Jan and Brian fed off each other. The young Brian idolized Jan’s expertise and Jan got a burst of new creative energy hanging out with Brian, rethinking how to do harmony vocals for his own music. Jan convinced Brian to ditch the other Beach Boys in the studio, and instead go with razor-sharp session musicians.

But while, in the year after “Surf City,” Brian sharpened his approach, recording for the ages, Jan Berry seemingly honed his music for teenage boys -- no doubt a big voting block of the rock n roll audience at the time. Jan and Dean songs at the time were goofy, lyrically juvenile, and generally cacophonous. Jan's songs mocked old people, nerds, and left women as bit players in his own hero narratives (all were pretty fun songs tho).

Jan, however, was no slouch when it came to arranging and producing records and, by early 1964 at any rate was more expressive in the studio than Brian. He arguably took the car song, already a staple in American pop, to its sublime form at the time, with "Dead Man's Curve" in 1964.

■ **Exercise set**
- A) According to the passage about Jan and Brian, in what way did the two of them feed off each other?
- B) In the passage about Jan and Brian, what song does the writer say arguably took the car song to its sublime form?

■ **Saved data entries**
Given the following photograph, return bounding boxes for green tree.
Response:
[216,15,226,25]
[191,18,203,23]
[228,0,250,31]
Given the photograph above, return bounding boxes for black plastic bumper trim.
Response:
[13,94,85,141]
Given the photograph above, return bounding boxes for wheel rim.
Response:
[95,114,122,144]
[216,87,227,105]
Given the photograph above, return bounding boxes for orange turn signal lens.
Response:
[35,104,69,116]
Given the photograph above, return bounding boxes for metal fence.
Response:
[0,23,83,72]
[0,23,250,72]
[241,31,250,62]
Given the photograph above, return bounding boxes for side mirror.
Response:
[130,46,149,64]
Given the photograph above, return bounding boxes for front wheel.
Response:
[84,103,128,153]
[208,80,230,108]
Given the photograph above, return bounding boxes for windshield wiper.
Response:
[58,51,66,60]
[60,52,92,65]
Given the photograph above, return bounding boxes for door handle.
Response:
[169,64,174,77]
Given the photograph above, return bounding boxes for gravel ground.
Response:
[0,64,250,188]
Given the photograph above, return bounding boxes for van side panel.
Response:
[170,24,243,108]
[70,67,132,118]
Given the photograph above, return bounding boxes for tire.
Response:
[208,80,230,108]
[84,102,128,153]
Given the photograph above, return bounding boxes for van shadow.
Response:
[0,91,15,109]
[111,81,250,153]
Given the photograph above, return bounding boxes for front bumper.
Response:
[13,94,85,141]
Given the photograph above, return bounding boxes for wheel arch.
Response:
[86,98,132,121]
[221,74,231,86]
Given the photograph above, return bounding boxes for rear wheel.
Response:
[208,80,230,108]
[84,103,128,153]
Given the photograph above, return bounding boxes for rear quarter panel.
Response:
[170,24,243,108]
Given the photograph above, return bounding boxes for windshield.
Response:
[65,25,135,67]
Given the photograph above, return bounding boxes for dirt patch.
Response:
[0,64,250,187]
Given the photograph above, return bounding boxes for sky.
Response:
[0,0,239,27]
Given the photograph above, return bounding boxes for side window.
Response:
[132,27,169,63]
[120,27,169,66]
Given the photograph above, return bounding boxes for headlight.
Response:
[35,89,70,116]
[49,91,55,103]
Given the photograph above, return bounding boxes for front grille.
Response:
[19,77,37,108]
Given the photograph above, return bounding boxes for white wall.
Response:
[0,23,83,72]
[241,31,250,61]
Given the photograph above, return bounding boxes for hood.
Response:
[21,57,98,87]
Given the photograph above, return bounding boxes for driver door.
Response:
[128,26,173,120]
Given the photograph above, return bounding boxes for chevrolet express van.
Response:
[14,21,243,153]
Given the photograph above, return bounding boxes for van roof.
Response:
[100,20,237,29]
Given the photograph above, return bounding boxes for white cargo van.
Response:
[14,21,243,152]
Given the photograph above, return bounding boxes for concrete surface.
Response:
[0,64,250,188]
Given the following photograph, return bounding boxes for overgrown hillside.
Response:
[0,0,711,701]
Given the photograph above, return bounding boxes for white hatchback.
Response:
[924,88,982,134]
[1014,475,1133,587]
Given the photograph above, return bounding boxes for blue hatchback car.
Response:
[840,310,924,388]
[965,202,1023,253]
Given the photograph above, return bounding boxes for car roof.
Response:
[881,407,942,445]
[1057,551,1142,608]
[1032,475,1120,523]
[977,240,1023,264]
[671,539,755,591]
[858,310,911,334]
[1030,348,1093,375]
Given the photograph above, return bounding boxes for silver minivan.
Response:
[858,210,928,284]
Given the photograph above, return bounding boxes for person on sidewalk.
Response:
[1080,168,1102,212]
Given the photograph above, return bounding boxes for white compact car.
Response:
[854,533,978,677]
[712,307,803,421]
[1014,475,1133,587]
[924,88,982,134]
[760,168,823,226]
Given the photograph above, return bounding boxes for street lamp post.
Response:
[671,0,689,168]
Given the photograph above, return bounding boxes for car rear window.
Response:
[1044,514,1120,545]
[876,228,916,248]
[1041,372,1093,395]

■ **Exercise answers**
- A) The young Brian idolized Jan's expertise. Jan, in turn, got a burst of new creative energy from spending time with Brian, which led him to rethink how to do harmony vocals for his own music.

- B) "Dead Man's Curve," in 1964.